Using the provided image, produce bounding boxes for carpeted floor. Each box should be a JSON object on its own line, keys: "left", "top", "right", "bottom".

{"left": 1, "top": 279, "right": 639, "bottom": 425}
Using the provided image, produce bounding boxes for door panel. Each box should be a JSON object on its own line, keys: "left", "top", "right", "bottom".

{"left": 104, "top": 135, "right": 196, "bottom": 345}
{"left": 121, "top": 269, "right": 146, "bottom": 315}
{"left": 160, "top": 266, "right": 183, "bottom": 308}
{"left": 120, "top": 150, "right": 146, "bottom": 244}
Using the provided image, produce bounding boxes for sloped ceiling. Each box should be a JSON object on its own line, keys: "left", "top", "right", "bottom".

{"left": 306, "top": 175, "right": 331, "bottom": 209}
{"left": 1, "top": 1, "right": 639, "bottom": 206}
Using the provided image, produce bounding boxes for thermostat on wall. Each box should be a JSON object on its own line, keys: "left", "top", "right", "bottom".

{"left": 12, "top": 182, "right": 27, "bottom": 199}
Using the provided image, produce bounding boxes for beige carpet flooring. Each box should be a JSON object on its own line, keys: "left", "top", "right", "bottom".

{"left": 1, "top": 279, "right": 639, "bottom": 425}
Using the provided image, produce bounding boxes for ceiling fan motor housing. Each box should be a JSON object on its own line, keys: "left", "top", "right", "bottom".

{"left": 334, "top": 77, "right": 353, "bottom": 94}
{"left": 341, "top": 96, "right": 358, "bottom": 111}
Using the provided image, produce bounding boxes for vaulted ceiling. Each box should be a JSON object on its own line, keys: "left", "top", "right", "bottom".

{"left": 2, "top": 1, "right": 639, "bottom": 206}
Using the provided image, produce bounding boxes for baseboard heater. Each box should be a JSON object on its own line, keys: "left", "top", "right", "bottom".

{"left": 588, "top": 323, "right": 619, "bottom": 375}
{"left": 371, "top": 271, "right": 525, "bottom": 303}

WHAT NEEDS TO BE DONE:
Return the full material unchanged.

REPLY:
Using the provided image, produce bounding boxes for carpeted floor. Each box should be a JSON object on its own line, keys: "left", "top", "right", "bottom".

{"left": 1, "top": 279, "right": 639, "bottom": 425}
Using the provided image, produce bounding boxes for door panel. Each box should be a JSON object on its own line, keys: "left", "top", "right", "bottom".

{"left": 104, "top": 135, "right": 196, "bottom": 345}
{"left": 121, "top": 269, "right": 146, "bottom": 315}
{"left": 160, "top": 266, "right": 183, "bottom": 308}
{"left": 120, "top": 150, "right": 146, "bottom": 244}
Using the provided image, produce bounding boxes for sloped ceiling. Each box should be a JSON object on its own line, keys: "left", "top", "right", "bottom".

{"left": 306, "top": 175, "right": 331, "bottom": 209}
{"left": 1, "top": 1, "right": 639, "bottom": 206}
Using the provided image, produce bounding boxes for thermostat on wall. Each box should be a JSON object on its own line, keys: "left", "top", "right", "bottom".

{"left": 12, "top": 182, "right": 27, "bottom": 199}
Using the provided image, produce bounding boxes for beige carpet flooring. Each box should be a JSON object on its own line, keys: "left", "top", "right", "bottom".

{"left": 1, "top": 279, "right": 639, "bottom": 425}
Using the provided image, produce bounding boxes for ceiling fan motor housing. Each box should be a JSON object on its own line, keys: "left", "top", "right", "bottom".

{"left": 334, "top": 77, "right": 353, "bottom": 94}
{"left": 341, "top": 96, "right": 358, "bottom": 111}
Using the provided image, produce bounding boxes for vaulted ceiling. Each box should be a JSON object on its own line, keys: "left", "top", "right", "bottom".

{"left": 2, "top": 1, "right": 639, "bottom": 206}
Using the provided image, produce bounding boxes for baseboard heater. Each box should be a JSON object on its own line, keys: "left", "top", "right", "bottom".

{"left": 588, "top": 323, "right": 619, "bottom": 375}
{"left": 371, "top": 271, "right": 525, "bottom": 303}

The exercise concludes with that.